§ **Exercise objective**
The entries below must be retyped exactly. Pictures are to be omitted.

◇ ◇ ◇ ◇ ◇ ◇ ◇

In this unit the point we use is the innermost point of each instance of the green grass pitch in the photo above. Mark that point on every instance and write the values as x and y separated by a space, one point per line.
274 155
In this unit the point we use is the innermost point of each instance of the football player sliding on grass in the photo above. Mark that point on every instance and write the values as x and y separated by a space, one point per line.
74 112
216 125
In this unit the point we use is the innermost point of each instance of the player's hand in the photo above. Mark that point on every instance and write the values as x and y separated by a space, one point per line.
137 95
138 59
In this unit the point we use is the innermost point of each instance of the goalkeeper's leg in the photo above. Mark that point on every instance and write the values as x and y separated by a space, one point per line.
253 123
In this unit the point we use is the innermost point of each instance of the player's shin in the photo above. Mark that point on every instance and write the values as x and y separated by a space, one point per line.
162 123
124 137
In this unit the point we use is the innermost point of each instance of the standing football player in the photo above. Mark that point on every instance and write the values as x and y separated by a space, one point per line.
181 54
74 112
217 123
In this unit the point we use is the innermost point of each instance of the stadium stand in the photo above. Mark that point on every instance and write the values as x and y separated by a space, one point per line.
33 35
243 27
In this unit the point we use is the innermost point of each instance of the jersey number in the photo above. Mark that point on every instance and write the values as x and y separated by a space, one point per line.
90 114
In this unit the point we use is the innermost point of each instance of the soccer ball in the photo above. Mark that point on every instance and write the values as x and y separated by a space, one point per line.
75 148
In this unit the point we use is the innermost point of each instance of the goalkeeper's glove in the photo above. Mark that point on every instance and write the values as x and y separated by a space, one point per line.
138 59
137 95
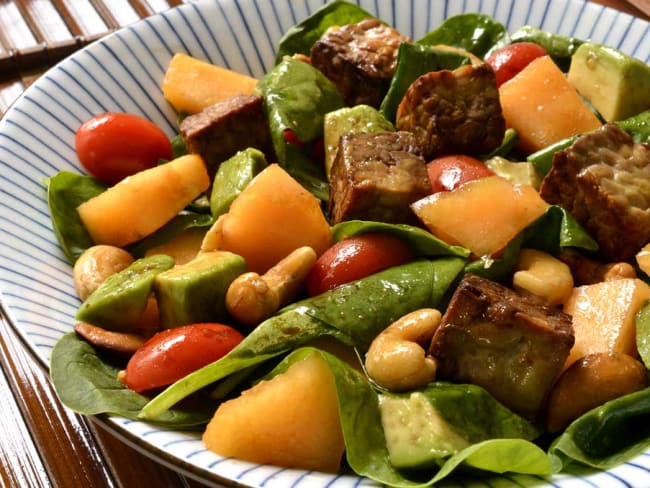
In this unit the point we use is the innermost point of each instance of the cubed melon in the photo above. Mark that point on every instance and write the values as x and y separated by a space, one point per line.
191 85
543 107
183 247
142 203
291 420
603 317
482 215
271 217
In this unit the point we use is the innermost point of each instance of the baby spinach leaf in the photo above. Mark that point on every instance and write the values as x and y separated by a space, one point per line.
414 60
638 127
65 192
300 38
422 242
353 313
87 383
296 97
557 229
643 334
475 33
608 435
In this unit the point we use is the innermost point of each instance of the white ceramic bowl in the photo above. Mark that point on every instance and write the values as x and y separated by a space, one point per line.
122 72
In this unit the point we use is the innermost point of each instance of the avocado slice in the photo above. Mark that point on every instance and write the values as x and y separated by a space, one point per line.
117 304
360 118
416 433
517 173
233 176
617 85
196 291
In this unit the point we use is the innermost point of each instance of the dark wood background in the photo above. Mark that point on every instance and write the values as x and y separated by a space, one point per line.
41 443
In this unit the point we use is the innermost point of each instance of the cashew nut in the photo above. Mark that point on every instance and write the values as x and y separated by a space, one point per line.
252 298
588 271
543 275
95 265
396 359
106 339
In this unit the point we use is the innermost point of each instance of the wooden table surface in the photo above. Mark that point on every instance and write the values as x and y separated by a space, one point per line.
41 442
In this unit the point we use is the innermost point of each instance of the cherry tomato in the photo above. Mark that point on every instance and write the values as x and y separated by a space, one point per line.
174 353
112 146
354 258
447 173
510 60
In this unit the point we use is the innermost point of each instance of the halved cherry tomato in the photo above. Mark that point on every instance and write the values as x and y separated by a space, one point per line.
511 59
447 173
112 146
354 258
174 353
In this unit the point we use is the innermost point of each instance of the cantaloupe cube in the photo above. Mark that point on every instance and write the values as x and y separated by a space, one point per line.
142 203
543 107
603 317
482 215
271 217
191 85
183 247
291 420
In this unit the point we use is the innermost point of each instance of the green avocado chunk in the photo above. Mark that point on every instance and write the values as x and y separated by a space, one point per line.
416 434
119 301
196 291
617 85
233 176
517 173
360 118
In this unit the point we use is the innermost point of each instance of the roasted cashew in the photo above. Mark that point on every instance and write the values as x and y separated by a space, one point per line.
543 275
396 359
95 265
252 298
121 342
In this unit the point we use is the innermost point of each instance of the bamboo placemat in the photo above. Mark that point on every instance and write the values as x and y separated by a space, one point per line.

◇ ◇ ◇ ◇ ◇ ◇ ◇

§ **Answer to this task**
In this unit the point we use is the innermost point of each instance of the green grass pitch in the photo above. Mark that point on every instance and write the values as x and y separated by a space, one point per line.
274 155
In this unit the point we use is the innermost point of each instance of the football player sliding on grass in the photo above. Mark that point on every instance and write the values as x and y separated by a space, one point per line.
74 112
216 125
In this unit the point we use is the innermost point of each instance of the player's hand in the photo above. Mark that point on every instance and write the values as x and y separated by a space, one point per line.
137 95
138 59
In this unit the point we use is the innermost point of each instance of the goalkeeper's leg in the photo above. Mark that point on every instance and write the values as x and y separated by a space, one point per line.
253 123
In this unit the point we use is the innermost point of each instance of the player's shin in the photo above. Mark that point on every instance and write the values as x and y separated by a space, one point per line.
162 123
124 137
In this unit the point we use is the innermost point of each instance of the standing football player in the photo above. Mark that point on every instance and write the values as x and y separated by a space, one point per line.
181 54
74 112
217 123
In this unit the point we use is the innermost point of each instance of the stadium stand in the photo above. Mark that point on every instance and write the values as x and y separated by a space, one point per line.
33 35
243 27
In this unit the point we use is the innermost point of each instance of the jersey number in the photo above. Mark that point on every instance and write the values as x and y separated by a space, one point per line.
90 114
In this unit the point we use is the innermost point of each instance of the soccer ball in the photo above. Mark that point on every instance and write the values as x and y separated by a space, one point per line.
75 148
In this unit the point we use is the innermost point of each instance of the goalkeeper's glove in the photo above. Mark that point on every instance and write the values as x and y separated by a space, one point per line.
138 59
137 95
In this unit the point we use is the innermost point of each instance of the cubed melon in the photo above. Mark that point on every instance and write the values as x and y separated by a space, one point per line.
191 85
543 107
183 247
142 203
291 420
603 317
482 215
271 217
In this unit the point we use is the innermost point of each instance of the baby spinach leaf in the photo above. Mark that point on every instance and write the values as x and y separated by a space, one point per line.
414 60
638 127
65 192
300 38
422 242
353 313
87 383
296 97
557 229
643 334
475 33
608 435
In this unit the point we use is the innermost point of each instance of the white ceramic bowl in the photo above. Mark that point on every instance and write the values as x and y separated by a space, one point per line.
122 72
In this unit the point we use is the innermost point of each instance of the avocado slice in the photo above. Mark that point on every instance and write the values as x and y separated by a space, one point per line.
117 304
360 118
416 433
517 173
233 176
617 85
196 291
In this unit the point we use is the innermost point of each instance of the dark wood background in the photo above. Mark that point on every instance and write the values as x and y separated by a space, one point per line.
41 443
In this unit the point we use is the innermost point of each instance of the cashew nut in the photo above. Mark that point on every instance and write the values as x and y separated by a space, one point per line.
252 298
588 271
543 275
95 265
396 359
106 339
In this unit the point we use is the innermost point of each instance of the wooden table surface in the photo above. Mark that point on every instance and write the values as x and y separated by a space, one point per line.
41 442
In this unit the point we use is the innermost point of each instance of the cherry tomato in the photo above. Mark that point on every instance and write the values as x and y separated by a space, one point per line.
174 353
112 146
354 258
447 173
510 60
In this unit the point we use is the innermost point of each instance of the halved cherry tomato in the photo above. Mark that point on every instance and write the values as x and y separated by a space, one point per line.
511 59
447 173
112 146
354 258
174 353
In this unit the point we use is the innermost point of each instance of the cantaloupe cube in the photo above. Mark that point on every instance and write the values as x and y separated by a space, one point per line.
142 203
543 107
603 317
482 215
271 217
191 85
183 247
291 420
In this unit the point we use is the innermost point of each instance of the green avocado chunk in the photo above. Mark that point on every instance and write the values as x and y separated by a space, one point per line.
416 434
119 301
196 291
617 85
233 176
517 173
360 118
In this unit the point we use is the innermost point of each instance of the roasted cashew in the photo above. Mark that point on every instance and write the values as x and y separated by a space, one point per line.
543 275
396 359
95 265
252 298
121 342
In this unit the point we use is the innermost point of each instance of the bamboo placemat in the photo above. Mark that point on every instance and write the values as x and y separated by a space, one point per line.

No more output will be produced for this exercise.